Abstract:
A sunvisor body is selectively movable from a stored position wherein it is concealingly received in an enclosure formed between the vehicle roof and a headliner. Upon reaching a fully projected position, a drive rail arrangement including a crank mechanism induces the visor body to pivot to a predetermined shading position.

Description:
BACKGROUND OF THE INVENTION 
     1. Field of the Invention 
     The present invention relates generally to sunvisor for an automotive vehicle or the like, and more specifically to a sunvisor arrangement which can automatically move a visor body out of an overhead storage compartment and pivot the same to an operative shading position. 
     2. Description of the Prior Art 
     Various arrangements have been proposed wherein a sunvisor element is movable from a storage position to an operative one in response to the selective operation of a servo motor or the like. JP-A-47-44723 discloses an arrangement wherein a sunvisor element is slidably mounted on a pair of parallel rails and arranged to be selectively movable between a storage position and one wherein the element is positioned in a position which shades the vehicle occupant from the bright sun or similar sources of bright light.

- What to do -
A: Please rewrite the stretch of the sunvisor description from "2. Description of" through "of bright light.", putting "electric motor" in place of "servo motor".
B: Carry the sunvisor description forward, starting right after its final sentence.

- Data shown -
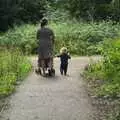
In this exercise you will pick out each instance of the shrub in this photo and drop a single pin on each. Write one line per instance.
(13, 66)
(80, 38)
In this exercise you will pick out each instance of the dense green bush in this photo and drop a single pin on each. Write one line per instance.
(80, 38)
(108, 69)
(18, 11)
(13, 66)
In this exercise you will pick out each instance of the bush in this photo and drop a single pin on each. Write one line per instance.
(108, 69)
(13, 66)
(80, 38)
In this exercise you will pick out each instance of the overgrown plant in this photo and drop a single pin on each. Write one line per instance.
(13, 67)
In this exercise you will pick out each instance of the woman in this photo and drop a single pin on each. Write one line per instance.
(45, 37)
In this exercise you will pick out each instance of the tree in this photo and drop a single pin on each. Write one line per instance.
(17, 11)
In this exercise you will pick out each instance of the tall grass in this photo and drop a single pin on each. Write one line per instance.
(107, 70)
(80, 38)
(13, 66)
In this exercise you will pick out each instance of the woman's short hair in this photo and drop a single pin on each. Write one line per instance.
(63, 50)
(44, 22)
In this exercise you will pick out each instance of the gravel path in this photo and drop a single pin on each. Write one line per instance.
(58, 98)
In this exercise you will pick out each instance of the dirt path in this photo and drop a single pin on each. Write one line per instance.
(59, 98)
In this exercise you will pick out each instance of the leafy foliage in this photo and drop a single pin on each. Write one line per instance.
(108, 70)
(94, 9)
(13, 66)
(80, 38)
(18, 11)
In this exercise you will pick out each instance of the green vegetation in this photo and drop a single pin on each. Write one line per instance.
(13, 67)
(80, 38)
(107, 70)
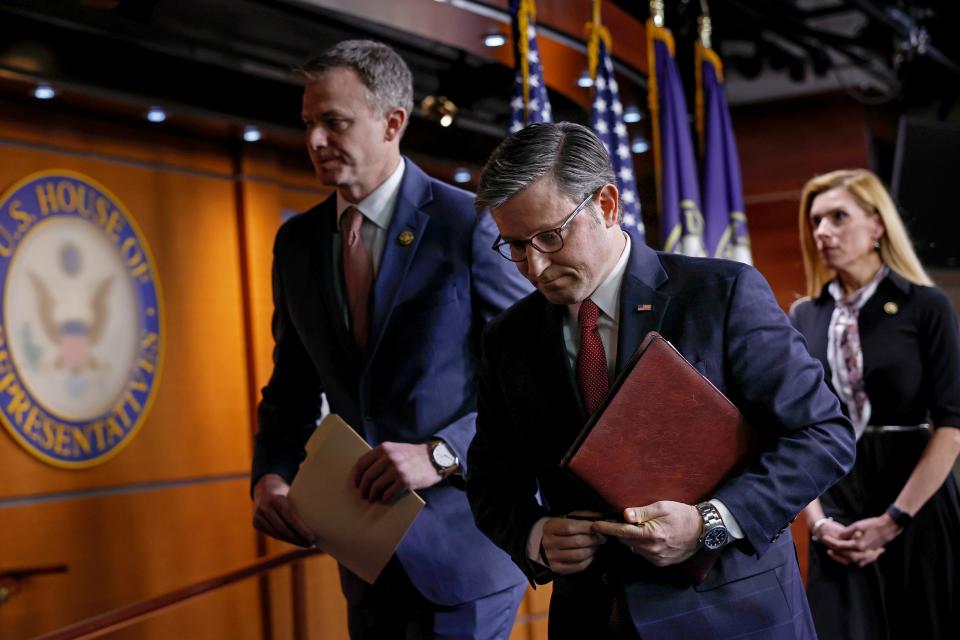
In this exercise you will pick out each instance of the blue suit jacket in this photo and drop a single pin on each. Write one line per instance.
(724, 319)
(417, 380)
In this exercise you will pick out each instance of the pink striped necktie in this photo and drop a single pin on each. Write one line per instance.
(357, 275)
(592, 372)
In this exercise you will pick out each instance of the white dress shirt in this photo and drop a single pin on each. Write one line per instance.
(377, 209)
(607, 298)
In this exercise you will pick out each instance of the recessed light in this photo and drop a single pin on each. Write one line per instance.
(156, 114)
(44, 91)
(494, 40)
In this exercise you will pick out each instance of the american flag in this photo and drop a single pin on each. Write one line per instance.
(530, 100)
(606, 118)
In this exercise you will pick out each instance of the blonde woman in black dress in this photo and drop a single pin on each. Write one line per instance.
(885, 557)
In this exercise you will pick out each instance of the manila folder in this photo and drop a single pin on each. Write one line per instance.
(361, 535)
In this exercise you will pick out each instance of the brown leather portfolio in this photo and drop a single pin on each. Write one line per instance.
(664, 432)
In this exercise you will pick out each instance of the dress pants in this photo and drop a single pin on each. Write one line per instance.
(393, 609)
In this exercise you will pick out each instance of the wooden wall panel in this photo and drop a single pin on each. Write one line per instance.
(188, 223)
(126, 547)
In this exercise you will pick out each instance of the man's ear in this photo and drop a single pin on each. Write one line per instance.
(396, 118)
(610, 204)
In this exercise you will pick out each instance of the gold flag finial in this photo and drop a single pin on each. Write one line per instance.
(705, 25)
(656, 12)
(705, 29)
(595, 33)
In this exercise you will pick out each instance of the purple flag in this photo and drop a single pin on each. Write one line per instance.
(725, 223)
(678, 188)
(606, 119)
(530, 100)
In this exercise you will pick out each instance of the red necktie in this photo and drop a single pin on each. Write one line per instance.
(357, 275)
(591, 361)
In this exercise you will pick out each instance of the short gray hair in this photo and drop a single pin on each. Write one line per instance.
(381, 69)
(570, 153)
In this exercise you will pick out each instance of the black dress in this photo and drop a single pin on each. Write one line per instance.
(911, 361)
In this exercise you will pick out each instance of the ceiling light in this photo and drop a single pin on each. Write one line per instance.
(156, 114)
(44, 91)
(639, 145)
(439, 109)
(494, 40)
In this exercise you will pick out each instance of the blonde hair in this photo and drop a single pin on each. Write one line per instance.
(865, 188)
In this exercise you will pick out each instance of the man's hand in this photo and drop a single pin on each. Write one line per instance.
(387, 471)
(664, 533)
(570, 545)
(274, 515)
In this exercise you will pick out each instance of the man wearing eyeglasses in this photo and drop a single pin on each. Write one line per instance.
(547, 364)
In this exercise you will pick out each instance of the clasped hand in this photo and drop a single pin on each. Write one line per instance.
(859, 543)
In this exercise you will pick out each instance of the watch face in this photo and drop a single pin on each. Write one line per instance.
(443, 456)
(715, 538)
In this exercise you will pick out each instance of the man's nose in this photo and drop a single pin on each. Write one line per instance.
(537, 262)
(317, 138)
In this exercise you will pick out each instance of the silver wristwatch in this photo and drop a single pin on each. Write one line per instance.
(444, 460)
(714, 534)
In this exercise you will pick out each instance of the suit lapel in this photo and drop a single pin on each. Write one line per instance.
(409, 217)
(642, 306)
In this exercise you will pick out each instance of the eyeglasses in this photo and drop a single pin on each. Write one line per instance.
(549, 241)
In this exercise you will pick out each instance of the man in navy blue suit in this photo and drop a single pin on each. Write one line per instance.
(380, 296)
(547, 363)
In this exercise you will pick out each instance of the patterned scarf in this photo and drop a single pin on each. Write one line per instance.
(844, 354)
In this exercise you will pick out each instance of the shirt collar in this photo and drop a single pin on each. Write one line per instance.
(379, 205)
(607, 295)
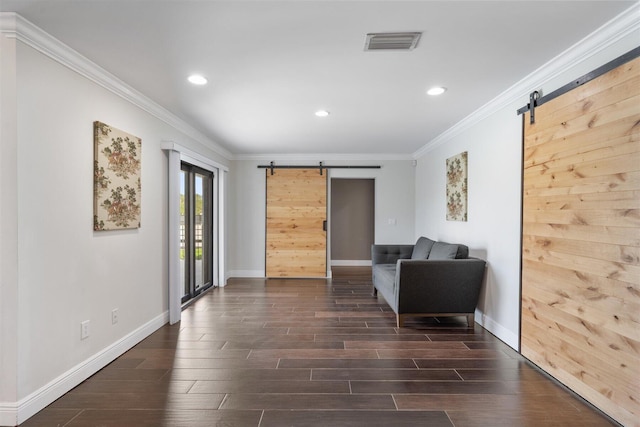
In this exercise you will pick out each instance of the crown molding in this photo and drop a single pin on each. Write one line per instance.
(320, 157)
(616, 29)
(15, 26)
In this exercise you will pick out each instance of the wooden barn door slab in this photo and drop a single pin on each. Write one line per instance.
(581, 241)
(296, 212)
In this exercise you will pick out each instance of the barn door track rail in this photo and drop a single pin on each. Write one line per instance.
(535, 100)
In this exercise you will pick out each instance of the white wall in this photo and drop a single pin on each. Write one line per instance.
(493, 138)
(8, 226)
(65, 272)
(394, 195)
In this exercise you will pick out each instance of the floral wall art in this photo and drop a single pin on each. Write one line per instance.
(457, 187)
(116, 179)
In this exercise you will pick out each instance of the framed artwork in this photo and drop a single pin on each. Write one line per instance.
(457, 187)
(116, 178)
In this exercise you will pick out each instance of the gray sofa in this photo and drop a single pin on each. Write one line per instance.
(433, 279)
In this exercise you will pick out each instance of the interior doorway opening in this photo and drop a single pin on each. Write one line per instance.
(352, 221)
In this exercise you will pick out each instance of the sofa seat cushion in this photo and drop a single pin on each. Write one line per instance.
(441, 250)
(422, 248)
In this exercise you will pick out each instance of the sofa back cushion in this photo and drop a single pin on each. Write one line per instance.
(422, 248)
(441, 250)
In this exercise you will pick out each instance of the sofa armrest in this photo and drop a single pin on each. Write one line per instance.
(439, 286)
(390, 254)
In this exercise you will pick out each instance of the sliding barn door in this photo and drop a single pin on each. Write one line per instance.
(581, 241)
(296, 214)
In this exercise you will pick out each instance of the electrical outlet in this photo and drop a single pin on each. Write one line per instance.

- Results for the exercise -
A:
2. Description of the Prior Art 
     Various arrangements have been proposed wherein a sunvisor element is movable from a storage position to an operative one in response to the selective operation of a electric motor or the like. JP-A-47-44723 discloses an arrangement wherein a sunvisor element is slidably mounted on a pair of parallel rails and arranged to be selectively movable between a storage position and one wherein the element is positioned in a position which shades the vehicle occupant from the bright sun or similar sources of bright light.

B:
     However, this arrangement has suffered from the drawback that the sunvisor element is required to be curved and to be moved along curved guide rails in order to assume the required shading position. This of course imposes various design limitations on the arrangement. 
     SUMMARY OF THE INVENTION 
     It is an object of the present invention to provide a visor arrangement wherein the visor can be stored in a cavity or compartment formed in the ceiling of a vehicle cabin and which can be selectively moved out of the cavity under the control of a suitable servo mechanism and subsequently swung, without manual intervention, to an appropriate operative position. 
     In brief, the above object is achieved by an arrangement wherein the shaft on which the visor body is supported is provided with a crank arrangement. This crank cooperates with a slider arrangement provided in a drive rail arrangement in a manner wherein after the movement of the slider has moved by a predetermined amount in the forward direction and moves the visor body from a concealed position within a recess, to a position wherein it totally projects therefrom, further forward movement of the slider along the drive rail causes the visor body to tilt and assume an operative shading position.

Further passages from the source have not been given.